(Source data)

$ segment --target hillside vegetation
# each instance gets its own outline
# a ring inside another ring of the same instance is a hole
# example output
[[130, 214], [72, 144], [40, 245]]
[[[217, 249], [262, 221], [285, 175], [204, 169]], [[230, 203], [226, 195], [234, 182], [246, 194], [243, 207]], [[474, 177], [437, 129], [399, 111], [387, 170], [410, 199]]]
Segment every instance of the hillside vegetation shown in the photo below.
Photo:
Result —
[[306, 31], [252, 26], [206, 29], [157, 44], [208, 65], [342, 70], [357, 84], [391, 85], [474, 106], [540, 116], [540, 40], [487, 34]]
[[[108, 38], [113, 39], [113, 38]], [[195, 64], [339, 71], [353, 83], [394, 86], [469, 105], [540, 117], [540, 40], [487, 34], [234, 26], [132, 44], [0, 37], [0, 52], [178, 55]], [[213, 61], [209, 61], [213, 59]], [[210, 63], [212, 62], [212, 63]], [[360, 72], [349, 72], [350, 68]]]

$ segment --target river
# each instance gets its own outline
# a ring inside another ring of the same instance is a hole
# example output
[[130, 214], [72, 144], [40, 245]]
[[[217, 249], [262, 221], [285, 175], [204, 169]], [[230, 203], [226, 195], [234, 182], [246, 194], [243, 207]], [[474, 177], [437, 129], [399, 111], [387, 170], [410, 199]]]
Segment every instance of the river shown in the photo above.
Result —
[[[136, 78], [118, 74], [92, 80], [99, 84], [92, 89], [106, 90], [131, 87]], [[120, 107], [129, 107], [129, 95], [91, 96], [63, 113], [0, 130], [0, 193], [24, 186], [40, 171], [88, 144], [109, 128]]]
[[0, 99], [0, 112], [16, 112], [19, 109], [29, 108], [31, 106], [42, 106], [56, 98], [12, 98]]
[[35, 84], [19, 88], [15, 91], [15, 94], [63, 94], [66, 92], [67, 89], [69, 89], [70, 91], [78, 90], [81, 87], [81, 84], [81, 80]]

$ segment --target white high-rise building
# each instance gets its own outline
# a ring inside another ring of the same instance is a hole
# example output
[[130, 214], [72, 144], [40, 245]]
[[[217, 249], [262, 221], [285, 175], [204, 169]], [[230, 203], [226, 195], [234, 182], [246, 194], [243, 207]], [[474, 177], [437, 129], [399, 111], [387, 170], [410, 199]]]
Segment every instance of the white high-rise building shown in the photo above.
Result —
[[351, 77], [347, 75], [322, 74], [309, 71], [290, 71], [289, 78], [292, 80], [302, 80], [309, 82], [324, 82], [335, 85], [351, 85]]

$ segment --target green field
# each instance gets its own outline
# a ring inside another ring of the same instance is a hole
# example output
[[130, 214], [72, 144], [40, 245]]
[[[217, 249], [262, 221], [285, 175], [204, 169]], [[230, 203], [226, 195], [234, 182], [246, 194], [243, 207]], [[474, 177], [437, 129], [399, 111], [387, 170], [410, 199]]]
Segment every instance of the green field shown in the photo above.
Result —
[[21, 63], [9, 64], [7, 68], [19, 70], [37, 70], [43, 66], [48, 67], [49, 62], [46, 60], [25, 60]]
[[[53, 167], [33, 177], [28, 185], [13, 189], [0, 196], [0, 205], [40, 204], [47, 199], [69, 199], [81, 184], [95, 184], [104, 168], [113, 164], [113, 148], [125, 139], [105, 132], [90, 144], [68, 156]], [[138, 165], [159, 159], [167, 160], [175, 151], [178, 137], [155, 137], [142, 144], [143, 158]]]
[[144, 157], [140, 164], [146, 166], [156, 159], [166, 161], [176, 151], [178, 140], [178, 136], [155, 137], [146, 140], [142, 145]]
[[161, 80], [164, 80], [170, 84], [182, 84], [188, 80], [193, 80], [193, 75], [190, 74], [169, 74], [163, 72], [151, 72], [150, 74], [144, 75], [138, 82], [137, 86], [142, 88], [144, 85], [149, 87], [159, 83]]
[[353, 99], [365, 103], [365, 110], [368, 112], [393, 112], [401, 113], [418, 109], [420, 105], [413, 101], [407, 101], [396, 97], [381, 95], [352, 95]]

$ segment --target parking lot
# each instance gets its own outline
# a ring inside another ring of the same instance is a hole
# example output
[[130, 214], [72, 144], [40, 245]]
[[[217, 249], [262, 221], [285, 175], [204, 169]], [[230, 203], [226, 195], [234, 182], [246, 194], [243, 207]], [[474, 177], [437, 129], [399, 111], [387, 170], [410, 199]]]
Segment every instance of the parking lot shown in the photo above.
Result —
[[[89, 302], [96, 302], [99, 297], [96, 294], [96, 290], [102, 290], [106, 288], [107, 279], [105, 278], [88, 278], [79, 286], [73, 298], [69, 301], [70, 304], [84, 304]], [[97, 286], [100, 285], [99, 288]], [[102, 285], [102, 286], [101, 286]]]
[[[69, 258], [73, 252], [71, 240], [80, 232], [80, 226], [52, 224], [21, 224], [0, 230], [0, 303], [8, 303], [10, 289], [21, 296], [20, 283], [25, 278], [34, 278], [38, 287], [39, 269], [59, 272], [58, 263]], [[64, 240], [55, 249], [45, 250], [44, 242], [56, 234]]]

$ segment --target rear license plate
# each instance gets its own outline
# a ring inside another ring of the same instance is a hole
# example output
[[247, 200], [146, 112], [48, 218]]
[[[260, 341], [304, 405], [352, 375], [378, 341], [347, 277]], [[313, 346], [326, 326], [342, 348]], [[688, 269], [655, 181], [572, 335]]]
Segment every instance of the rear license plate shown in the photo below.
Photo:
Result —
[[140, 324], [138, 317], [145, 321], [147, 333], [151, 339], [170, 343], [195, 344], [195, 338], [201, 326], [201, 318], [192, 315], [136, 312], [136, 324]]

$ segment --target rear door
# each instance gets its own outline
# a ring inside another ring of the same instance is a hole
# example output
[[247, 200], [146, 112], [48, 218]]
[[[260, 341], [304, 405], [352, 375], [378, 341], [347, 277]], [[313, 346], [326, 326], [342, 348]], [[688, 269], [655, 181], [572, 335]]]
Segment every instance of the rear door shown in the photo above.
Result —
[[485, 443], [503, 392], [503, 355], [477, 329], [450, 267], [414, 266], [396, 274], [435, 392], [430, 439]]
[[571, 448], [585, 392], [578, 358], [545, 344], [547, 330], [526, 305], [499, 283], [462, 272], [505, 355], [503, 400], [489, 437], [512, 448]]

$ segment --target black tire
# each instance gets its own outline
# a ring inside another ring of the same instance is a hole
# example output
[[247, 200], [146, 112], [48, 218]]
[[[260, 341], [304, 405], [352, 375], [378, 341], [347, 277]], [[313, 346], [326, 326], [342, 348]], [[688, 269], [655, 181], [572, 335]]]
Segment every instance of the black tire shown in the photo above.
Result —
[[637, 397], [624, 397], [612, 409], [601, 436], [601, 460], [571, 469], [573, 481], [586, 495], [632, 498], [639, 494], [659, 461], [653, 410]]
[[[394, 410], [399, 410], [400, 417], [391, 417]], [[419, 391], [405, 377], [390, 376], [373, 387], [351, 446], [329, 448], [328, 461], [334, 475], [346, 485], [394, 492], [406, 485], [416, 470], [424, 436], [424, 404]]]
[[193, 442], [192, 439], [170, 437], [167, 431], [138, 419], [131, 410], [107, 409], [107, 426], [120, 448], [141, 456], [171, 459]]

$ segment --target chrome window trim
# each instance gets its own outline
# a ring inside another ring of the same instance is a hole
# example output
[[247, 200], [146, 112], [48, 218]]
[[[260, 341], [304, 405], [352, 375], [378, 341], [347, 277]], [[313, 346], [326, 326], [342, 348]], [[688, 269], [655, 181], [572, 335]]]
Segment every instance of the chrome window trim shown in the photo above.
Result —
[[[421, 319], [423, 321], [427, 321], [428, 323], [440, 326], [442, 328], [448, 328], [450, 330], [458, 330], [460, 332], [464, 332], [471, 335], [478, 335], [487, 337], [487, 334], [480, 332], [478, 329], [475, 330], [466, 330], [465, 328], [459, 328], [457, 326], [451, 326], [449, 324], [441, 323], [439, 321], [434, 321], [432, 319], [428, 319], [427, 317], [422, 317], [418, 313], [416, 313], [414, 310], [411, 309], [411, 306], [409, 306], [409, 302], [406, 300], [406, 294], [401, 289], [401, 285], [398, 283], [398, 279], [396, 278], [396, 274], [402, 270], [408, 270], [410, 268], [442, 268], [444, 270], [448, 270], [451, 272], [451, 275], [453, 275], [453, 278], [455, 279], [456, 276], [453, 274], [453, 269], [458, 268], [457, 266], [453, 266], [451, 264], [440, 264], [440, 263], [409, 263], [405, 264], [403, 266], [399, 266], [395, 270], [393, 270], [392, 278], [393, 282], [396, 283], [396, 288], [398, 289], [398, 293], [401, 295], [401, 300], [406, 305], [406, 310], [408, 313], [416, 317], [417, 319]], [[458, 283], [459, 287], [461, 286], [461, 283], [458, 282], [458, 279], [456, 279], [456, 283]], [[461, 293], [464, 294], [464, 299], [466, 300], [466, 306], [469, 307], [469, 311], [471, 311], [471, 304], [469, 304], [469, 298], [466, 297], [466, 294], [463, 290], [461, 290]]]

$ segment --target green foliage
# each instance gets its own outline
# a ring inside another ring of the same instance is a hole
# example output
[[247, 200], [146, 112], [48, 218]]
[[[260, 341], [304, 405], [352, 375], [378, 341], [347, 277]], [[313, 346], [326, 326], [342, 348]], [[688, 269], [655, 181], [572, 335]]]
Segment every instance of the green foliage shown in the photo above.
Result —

(End Source data)

Prompt:
Your answer must be the line containing "Segment every instance of the green foliage" through the last line above, copied exactly, with nothing added.

Task output:
Segment every instance of the green foliage shown in the photo above.
Result —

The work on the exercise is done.